═══ INPUT RECORDS

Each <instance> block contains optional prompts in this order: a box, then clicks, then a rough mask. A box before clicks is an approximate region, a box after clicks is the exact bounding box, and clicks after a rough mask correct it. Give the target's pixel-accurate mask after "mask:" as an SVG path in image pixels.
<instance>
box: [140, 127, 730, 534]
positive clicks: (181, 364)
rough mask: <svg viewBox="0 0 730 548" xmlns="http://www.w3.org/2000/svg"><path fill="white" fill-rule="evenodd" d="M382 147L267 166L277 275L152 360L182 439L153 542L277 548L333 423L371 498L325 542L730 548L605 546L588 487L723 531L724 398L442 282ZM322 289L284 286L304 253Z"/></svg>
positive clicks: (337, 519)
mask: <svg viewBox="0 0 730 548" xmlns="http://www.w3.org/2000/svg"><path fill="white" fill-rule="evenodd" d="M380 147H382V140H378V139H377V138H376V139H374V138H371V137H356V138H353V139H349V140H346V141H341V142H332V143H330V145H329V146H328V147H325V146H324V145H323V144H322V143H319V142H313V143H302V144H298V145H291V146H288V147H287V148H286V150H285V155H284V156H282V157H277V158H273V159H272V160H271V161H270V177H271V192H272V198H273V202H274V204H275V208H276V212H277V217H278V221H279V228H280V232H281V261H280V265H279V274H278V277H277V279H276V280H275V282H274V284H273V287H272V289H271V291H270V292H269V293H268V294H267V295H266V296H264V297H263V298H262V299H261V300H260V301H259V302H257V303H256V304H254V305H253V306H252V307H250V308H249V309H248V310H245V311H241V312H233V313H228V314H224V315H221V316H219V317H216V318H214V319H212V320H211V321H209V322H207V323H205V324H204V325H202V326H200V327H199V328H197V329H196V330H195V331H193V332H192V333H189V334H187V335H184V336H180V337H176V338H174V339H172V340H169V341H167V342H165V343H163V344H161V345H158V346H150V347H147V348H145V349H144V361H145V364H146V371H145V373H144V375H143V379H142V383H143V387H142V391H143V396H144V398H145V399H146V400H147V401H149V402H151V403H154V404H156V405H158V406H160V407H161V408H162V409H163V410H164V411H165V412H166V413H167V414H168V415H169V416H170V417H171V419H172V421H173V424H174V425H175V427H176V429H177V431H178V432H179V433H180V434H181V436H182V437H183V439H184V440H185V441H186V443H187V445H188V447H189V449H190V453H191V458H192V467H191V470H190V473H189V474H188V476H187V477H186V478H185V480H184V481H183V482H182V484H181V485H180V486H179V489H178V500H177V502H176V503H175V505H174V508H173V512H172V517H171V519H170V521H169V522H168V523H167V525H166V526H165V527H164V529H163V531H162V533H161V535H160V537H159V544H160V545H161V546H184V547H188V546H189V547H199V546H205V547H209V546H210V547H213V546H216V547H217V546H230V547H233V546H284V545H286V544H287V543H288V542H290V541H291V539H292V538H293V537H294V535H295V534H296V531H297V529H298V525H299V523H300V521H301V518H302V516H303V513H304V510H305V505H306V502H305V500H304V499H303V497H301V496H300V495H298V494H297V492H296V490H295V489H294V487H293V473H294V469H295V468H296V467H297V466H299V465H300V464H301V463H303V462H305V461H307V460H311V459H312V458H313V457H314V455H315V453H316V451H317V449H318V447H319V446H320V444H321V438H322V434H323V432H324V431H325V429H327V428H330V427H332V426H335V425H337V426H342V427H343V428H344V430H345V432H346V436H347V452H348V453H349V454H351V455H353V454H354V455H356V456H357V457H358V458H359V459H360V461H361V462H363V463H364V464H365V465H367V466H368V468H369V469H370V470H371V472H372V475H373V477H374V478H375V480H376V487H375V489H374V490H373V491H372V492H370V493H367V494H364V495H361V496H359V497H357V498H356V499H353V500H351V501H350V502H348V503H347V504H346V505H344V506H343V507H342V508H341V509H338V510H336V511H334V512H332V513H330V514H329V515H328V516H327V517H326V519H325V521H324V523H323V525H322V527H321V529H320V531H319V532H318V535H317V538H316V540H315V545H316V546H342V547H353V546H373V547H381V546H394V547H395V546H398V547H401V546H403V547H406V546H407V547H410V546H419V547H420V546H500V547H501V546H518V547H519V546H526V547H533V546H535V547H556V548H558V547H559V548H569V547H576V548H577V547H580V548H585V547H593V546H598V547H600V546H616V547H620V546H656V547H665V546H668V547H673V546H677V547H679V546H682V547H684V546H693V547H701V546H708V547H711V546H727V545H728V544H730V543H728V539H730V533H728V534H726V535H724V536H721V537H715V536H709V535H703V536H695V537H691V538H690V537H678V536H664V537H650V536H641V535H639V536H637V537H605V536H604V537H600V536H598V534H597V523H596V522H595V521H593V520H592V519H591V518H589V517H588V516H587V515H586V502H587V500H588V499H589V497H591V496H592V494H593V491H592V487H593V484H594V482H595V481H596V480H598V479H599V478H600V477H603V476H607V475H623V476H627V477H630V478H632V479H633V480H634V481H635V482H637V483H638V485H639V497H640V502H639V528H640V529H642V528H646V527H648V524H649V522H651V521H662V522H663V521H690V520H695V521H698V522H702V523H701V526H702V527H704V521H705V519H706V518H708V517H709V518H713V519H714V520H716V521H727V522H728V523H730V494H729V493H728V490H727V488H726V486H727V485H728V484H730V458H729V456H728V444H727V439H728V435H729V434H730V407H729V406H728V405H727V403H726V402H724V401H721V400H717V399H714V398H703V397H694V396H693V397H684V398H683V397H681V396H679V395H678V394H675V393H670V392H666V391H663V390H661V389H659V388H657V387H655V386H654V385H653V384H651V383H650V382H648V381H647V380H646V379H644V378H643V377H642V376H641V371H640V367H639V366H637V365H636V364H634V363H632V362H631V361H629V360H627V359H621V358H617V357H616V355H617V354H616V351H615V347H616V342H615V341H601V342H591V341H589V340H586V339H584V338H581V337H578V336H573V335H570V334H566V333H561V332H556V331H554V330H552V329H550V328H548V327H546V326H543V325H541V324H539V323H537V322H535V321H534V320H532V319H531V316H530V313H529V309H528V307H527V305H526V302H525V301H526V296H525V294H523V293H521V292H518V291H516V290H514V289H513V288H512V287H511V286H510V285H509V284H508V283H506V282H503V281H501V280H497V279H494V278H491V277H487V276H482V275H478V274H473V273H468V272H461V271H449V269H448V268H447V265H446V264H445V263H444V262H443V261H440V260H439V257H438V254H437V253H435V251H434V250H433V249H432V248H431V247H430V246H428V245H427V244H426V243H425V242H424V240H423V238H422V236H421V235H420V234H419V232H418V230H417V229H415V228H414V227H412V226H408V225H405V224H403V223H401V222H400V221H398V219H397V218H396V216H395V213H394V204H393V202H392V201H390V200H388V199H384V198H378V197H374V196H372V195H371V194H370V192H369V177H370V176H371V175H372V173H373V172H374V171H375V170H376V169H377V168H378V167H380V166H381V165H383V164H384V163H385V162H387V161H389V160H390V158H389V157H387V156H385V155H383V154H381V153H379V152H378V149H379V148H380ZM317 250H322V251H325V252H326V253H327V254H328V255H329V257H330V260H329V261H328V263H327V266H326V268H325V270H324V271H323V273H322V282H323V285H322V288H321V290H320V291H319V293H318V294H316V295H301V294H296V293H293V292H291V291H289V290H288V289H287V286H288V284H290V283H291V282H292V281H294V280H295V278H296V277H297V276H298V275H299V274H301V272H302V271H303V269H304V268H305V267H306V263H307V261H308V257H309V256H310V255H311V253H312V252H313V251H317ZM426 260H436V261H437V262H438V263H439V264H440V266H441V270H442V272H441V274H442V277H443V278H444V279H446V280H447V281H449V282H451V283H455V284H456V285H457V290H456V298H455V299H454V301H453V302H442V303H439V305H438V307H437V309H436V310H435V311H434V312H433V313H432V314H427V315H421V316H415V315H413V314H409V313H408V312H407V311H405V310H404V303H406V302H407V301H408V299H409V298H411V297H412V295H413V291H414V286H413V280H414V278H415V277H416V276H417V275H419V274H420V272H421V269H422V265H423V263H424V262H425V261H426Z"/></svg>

══════
═══ INPUT RECORDS

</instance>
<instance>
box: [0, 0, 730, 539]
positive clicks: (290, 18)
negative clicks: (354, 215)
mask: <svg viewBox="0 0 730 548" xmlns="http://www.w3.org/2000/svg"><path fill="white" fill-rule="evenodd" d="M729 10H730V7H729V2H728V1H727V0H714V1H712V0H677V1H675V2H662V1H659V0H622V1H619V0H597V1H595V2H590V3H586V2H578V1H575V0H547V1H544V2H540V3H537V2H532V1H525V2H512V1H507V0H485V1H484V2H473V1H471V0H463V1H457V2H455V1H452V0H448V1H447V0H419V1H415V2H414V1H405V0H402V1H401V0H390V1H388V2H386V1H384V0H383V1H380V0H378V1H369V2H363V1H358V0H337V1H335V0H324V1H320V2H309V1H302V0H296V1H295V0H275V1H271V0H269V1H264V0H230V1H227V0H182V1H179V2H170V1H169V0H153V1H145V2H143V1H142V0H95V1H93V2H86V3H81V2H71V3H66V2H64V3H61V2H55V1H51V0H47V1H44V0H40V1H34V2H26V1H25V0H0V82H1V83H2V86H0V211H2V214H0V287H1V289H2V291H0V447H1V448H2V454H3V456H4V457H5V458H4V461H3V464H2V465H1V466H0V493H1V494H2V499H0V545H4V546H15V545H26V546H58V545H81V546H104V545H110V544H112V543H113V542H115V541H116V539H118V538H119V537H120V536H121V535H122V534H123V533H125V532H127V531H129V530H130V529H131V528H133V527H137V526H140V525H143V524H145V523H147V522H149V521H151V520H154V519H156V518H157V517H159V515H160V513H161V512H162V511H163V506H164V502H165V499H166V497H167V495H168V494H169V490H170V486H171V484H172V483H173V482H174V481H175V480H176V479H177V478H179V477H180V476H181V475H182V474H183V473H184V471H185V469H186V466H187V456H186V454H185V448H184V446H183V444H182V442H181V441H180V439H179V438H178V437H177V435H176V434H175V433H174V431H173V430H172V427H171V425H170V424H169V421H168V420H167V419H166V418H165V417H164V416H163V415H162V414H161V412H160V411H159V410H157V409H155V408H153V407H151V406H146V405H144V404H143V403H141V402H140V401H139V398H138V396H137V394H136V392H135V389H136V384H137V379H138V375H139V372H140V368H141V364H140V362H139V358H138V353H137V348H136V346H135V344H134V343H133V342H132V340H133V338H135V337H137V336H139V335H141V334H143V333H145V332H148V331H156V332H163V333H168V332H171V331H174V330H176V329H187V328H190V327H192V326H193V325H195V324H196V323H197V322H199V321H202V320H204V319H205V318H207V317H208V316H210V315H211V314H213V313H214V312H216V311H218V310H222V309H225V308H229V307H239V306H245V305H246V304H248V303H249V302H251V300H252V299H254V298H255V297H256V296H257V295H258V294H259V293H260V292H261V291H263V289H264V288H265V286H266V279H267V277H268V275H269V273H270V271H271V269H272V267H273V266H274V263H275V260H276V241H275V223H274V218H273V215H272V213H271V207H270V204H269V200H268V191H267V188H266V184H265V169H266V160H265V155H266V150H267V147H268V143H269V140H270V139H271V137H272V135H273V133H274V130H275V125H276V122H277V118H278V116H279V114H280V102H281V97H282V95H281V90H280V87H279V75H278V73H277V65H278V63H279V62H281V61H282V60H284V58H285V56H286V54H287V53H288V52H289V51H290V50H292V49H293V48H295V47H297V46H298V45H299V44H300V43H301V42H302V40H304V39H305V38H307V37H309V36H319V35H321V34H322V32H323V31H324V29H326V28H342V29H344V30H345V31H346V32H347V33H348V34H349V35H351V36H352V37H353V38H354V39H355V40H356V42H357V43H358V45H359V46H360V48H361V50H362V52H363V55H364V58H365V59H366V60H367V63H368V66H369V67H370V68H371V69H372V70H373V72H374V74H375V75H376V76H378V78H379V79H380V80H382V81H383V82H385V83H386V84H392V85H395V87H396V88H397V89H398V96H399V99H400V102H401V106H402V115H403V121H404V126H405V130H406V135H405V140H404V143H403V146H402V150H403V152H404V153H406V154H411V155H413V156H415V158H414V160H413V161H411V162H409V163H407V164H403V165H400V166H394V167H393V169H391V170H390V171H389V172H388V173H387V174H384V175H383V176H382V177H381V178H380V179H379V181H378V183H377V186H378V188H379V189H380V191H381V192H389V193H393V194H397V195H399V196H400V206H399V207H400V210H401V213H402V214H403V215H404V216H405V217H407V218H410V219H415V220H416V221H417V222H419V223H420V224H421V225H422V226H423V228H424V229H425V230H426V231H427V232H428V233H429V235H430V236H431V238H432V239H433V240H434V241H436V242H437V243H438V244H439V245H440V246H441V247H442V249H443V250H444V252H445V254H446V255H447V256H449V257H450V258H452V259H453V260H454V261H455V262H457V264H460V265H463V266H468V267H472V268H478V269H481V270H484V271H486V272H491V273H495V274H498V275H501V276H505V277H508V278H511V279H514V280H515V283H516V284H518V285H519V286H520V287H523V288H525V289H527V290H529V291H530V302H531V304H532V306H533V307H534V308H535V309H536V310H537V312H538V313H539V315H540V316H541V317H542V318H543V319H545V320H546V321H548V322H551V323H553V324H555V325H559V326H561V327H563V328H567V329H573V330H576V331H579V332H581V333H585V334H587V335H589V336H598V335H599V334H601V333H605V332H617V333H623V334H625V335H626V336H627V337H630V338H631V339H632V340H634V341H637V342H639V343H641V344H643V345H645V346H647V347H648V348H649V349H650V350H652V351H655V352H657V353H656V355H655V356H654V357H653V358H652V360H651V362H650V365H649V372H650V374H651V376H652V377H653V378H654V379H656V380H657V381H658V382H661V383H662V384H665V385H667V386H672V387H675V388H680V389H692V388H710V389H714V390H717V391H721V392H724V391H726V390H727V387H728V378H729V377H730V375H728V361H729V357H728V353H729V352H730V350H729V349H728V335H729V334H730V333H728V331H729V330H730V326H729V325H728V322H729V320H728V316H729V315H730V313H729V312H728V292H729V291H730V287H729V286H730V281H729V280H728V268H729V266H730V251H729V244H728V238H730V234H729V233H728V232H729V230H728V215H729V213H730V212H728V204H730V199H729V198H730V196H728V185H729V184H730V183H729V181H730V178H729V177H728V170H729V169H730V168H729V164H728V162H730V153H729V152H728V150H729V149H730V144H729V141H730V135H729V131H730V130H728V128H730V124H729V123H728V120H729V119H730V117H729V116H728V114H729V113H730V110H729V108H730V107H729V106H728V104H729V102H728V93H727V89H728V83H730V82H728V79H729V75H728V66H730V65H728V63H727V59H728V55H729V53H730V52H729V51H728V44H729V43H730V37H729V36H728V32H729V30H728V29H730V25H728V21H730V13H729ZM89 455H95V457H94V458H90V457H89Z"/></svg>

══════
═══ INPUT RECORDS

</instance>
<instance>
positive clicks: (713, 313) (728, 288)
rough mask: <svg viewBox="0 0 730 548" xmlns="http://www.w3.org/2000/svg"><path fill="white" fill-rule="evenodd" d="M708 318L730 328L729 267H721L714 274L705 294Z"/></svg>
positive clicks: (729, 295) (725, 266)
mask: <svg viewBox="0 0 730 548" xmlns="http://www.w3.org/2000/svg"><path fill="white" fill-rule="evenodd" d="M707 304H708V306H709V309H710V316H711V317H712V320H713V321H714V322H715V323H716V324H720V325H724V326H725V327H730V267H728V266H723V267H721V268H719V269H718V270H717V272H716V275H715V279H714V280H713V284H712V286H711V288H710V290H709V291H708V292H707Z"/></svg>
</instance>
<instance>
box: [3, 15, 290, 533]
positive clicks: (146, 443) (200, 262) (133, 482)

══════

All that is wanted is an exact copy of the lines above from the one with "318L730 328L729 267H721L714" through the one with "positive clicks: (146, 443)", with both ends included.

**OUTPUT OF THE EXERCISE**
rough mask: <svg viewBox="0 0 730 548" xmlns="http://www.w3.org/2000/svg"><path fill="white" fill-rule="evenodd" d="M708 318L730 328L729 267H721L714 274L705 294Z"/></svg>
positive clicks: (729, 295) (725, 266)
mask: <svg viewBox="0 0 730 548" xmlns="http://www.w3.org/2000/svg"><path fill="white" fill-rule="evenodd" d="M707 304H708V306H709V309H710V316H711V317H712V320H713V321H714V322H715V323H716V324H720V325H724V326H725V327H730V267H728V266H723V267H721V268H719V269H718V270H717V272H716V275H715V279H714V280H713V284H712V286H711V288H710V290H709V291H708V292H707Z"/></svg>
</instance>
<instance>
box: [3, 15, 290, 533]
positive clicks: (146, 443) (200, 262) (133, 482)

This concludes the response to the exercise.